What you will do>
These records must be written out again exactly.

The records>
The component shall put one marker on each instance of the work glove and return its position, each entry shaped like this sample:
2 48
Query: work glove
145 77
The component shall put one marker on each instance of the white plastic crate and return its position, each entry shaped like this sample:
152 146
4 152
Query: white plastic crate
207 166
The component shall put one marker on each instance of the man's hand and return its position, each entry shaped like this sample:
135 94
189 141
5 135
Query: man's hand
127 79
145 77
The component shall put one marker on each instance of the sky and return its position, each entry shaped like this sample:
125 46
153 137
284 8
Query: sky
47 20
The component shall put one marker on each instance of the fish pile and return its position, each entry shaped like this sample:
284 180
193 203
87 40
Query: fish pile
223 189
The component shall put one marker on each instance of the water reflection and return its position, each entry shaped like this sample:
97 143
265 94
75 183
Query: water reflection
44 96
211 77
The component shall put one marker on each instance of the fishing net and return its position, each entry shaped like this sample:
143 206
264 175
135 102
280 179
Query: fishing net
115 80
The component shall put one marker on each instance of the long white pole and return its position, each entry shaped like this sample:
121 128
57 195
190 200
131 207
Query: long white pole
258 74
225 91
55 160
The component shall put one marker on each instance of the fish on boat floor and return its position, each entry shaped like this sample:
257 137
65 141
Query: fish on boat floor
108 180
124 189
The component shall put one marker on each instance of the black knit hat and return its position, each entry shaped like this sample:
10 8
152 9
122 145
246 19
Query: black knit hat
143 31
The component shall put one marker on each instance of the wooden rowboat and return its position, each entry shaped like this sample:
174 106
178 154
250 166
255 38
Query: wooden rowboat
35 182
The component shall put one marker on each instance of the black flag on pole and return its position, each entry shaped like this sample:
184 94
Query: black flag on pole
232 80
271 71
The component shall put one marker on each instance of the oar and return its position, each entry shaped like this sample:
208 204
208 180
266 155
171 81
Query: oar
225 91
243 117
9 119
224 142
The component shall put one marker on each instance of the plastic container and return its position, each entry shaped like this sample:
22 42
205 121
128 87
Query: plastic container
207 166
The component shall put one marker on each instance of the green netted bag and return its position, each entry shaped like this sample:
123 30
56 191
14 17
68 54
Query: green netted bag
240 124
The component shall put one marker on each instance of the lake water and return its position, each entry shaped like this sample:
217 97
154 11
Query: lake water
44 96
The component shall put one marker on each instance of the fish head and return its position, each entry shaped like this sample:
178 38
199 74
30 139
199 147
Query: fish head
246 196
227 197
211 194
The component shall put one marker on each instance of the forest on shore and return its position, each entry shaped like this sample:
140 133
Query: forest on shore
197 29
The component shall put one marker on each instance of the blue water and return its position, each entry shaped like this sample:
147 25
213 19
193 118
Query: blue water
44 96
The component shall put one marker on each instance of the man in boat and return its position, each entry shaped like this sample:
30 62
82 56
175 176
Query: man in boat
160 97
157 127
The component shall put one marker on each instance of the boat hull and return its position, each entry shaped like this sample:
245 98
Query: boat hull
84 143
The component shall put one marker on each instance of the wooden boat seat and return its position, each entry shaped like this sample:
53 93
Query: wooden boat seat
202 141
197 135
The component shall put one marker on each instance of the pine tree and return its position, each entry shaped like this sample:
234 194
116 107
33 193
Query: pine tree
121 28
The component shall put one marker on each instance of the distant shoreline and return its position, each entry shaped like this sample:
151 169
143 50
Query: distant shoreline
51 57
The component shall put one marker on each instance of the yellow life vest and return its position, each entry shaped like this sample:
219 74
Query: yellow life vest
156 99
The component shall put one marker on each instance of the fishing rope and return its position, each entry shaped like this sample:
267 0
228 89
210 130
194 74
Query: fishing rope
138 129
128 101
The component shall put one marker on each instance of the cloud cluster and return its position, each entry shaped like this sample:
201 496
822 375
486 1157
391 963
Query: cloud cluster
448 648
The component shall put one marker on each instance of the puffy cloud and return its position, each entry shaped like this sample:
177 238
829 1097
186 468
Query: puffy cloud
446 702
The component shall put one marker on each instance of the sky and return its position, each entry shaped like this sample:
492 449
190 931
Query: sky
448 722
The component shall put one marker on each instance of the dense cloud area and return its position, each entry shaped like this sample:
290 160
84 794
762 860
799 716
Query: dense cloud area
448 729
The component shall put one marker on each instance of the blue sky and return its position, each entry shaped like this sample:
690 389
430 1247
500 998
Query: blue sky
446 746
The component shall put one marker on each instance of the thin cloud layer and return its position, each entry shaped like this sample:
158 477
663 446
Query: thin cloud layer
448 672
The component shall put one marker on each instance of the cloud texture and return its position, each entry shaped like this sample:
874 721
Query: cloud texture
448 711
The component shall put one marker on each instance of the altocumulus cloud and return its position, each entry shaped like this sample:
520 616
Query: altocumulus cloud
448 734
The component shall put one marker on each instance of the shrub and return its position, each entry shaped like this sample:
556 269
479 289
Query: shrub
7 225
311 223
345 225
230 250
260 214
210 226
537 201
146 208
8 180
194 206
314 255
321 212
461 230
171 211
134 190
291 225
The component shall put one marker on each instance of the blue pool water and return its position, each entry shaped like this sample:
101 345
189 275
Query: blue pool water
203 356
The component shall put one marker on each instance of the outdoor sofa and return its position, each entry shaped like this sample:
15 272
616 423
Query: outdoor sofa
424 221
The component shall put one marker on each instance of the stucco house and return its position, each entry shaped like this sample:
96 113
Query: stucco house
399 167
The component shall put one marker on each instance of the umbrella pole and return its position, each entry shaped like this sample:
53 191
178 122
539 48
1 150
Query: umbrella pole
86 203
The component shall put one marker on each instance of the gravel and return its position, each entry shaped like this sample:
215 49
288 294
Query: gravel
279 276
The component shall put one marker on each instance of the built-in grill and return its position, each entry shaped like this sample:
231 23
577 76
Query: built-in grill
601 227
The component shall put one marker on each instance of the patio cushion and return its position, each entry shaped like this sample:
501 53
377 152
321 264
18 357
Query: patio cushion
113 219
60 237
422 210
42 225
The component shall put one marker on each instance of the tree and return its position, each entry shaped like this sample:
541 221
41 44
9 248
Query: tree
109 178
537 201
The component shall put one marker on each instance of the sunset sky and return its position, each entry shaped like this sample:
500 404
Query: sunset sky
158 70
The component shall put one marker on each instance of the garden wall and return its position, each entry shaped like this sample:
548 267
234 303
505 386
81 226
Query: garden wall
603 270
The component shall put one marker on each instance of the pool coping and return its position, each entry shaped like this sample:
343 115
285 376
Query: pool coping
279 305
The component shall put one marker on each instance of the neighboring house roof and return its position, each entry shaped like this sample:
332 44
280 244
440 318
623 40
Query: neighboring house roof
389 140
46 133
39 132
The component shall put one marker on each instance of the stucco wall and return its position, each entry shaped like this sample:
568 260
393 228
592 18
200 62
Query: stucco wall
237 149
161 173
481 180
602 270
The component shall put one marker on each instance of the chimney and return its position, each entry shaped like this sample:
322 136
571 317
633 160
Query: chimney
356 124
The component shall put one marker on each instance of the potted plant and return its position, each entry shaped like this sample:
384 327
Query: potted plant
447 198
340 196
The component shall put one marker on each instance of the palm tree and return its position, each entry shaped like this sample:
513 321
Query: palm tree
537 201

Result for this task>
The component shall put one marker on each instance of the work glove and return its position, each entry shaped like this sample:
2 48
Query: work glove
145 77
The component shall put one marker on each instance of the white plastic crate and return its position, each entry shaped like this sample:
152 146
4 152
Query: white plastic crate
207 166
The component shall put one marker on each instance of the man's hand and return its position, each entry shaped like this sample:
135 94
189 141
5 135
Query: man's hand
127 79
145 77
The component shall put one marker on each instance of the sky and return its position, each entry shaped like this sample:
125 46
153 137
284 8
Query: sky
47 20
The component shall put one marker on each instance of the fish pile and return its position, each entry shaped like this sample:
284 180
193 203
87 40
Query: fish pile
223 189
The component shall put one marker on each instance of the water reflection and return its position, each entry shaped like this sample:
97 143
265 94
75 183
Query: water reflection
44 96
211 77
The component shall put one marker on each instance of the fishing net and return its position, each entry shaped like this sample:
143 206
264 175
135 102
280 179
Query: fishing net
115 80
The component shall put one marker on each instance of the long white pole and return its position, each entry shaped like this sample:
121 128
57 195
190 200
131 207
Query: long white pole
258 74
225 91
55 160
The component shall put one marker on each instance of the fish on boat floor and return its position, each entry shaped like this sample:
257 137
65 141
Query: fish on boat floor
108 180
124 189
The component shall put one marker on each instance of the black knit hat and return its position, each entry shaped like this sample:
10 8
152 9
122 145
246 19
Query: black knit hat
143 31
The component shall put one marker on each instance of the wooden rowboat and return its position, each entry shaped like this sample:
174 106
178 154
250 166
255 38
Query: wooden rowboat
35 182
The component shall put one marker on each instance of the black flag on pole and return its position, each entry shaped like this sample:
184 94
Query: black flag on pole
232 80
271 71
The component shall put one marker on each instance of the oar and return its position, each entry shaped like this sample:
208 204
208 180
266 155
171 81
Query: oar
225 91
243 117
9 119
224 142
The component shall put one marker on each instance of the plastic container and return its position, each entry shaped like this sample:
22 42
205 121
128 87
Query: plastic container
207 166
The component shall put one marker on each instance of the green netted bag and return its position, each entry shaped like this sample:
123 30
56 191
14 17
68 54
Query: green netted bag
240 124
The component shall put one marker on each instance of the lake water and return its position, each entry shaped like this sample:
217 97
154 11
Query: lake water
44 96
The component shall put one marker on each instance of the fish head and return its position, each entry shaped like this sample:
178 38
199 74
30 139
199 147
Query: fish head
246 196
227 197
211 194
The component shall put one marker on each instance of the forest on shore and return its position, each entry shaped like this sample:
140 133
Query: forest on shore
197 29
The component shall put one marker on each instance of the blue water and return its position, each entry shaped like this sample:
147 25
213 19
193 118
Query: blue water
44 96
The component shall put one marker on each instance of the man in boat and return its position, each entry shaped like this sample:
30 62
82 56
175 176
Query: man in boat
160 97
157 127
The component shall put one marker on each instance of the boat hull and return its position, each entry shaped like this sample:
245 98
Query: boat hull
84 143
The component shall put one marker on each instance of the wooden boat seat and return its position, each entry shaped like this sample:
53 93
Query: wooden boat seat
202 141
197 135
The component shall put one marker on each instance of the pine tree and return its position, each entry shaped like this sample:
234 194
116 107
33 193
Query: pine tree
121 28
The component shall put one marker on each instance of the distant shoreline and return its position, each entry shaped like this sample:
151 169
143 50
Query: distant shoreline
51 57
The component shall put one marker on each instance of the yellow life vest and return its position, each entry shaped like this sample:
219 74
Query: yellow life vest
156 99
The component shall put one marker on each instance of the fishing rope and return its position, each entry shaped like this sample:
267 0
228 89
210 130
194 74
Query: fishing rope
138 129
128 101
The component shall put one marker on each instance of the cloud cluster and return its position, each entry shaped like this sample:
201 496
822 375
486 1157
391 963
Query: cloud cluster
448 648
The component shall put one marker on each instance of the puffy cloud and return its position, each entry shaped like this sample:
177 238
829 1097
186 468
Query: puffy cloud
446 702
The component shall put one marker on each instance of the sky and return its position, each entry shaped like this sample:
492 449
190 931
Query: sky
448 722
The component shall put one marker on each instance of the dense cloud area and return its position, each entry shaped like this sample:
290 160
84 794
762 860
799 716
Query: dense cloud area
448 729
The component shall put one marker on each instance of the blue sky and return its position, each entry shaped like this sample:
690 389
430 1247
500 998
Query: blue sky
446 746
The component shall put one marker on each instance of the thin cloud layer and return its position, each entry shaped like this sample:
158 477
663 446
Query: thin cloud layer
448 672
The component shall put one marker on each instance of the cloud texture and return its position, each entry shaped like this sample:
874 721
Query: cloud texture
448 711
The component shall put one marker on each instance of the altocumulus cloud and return its position, each entry shaped like this sample:
520 616
Query: altocumulus cloud
448 734
The component shall put one marker on each instance of the shrub and return its position, each entry shaped like this sample:
556 269
479 289
Query: shrub
7 225
311 223
345 225
230 250
260 214
210 226
537 201
146 208
8 180
194 206
314 255
321 212
461 230
171 211
134 190
291 225
The component shall put one marker on each instance of the blue pool water and return its position, each entry shaped like this sample:
101 345
189 275
Query: blue pool water
203 356
The component shall put one marker on each instance of the outdoor sofa and return its position, each entry shaped like this sample:
15 272
616 423
Query: outdoor sofa
424 221
The component shall put one marker on each instance of the stucco house and return its position, each entry shaped like this sample:
96 113
Query: stucco house
399 167
The component shall put one marker on each instance of the umbrella pole and return its position, each entry shaped like this sample:
53 191
178 122
539 48
1 150
Query: umbrella pole
86 203
The component shall put one marker on each instance of the gravel and return its position, each entry shaped like this sample:
215 49
288 294
Query: gravel
279 276
The component shall put one marker on each instance of the built-in grill and return its position, each entry shaped like this sample:
231 23
577 76
Query: built-in grill
601 227
The component shall put one marker on each instance of the patio cushion and return its position, each entry shaped like this sample:
501 53
377 152
321 264
18 357
Query: patio cushion
113 219
60 237
422 210
42 225
The component shall put one marker on each instance of the tree and return its position, each entry shaped like this sample:
541 221
41 44
9 248
Query: tree
109 178
537 201
The component shall put one marker on each instance of the sunset sky and return its position, each entry shaped like this sample:
500 404
Query: sunset sky
158 70
The component shall put one marker on each instance of the garden wall and return its position, each entry shaped like this sample:
548 267
234 303
505 386
81 226
Query: garden wall
603 270
The component shall put one marker on each instance of the pool coping and return its position, each entry shaped like this sample:
343 115
285 376
Query: pool coping
279 305
The component shall put one marker on each instance of the neighboring house roof and return its position, each entry shaped like this sample:
332 44
280 244
440 318
623 40
Query: neighboring house roof
389 140
46 133
39 132
The component shall put one marker on each instance of the stucco wall and return its position, each entry shaped like this sample:
568 260
393 228
592 18
200 62
Query: stucco wall
237 149
161 173
481 180
602 270
The component shall put one marker on each instance of the chimney and return its position, each entry shaped like this sample:
322 136
571 317
633 160
Query: chimney
356 124
The component shall put one marker on each instance of the potted plant and return its position, each entry shaped like this sample:
384 327
Query: potted plant
447 198
340 196
The component shall put one marker on each instance of the palm tree and return its position, each entry shaped like this sample:
513 321
Query: palm tree
537 201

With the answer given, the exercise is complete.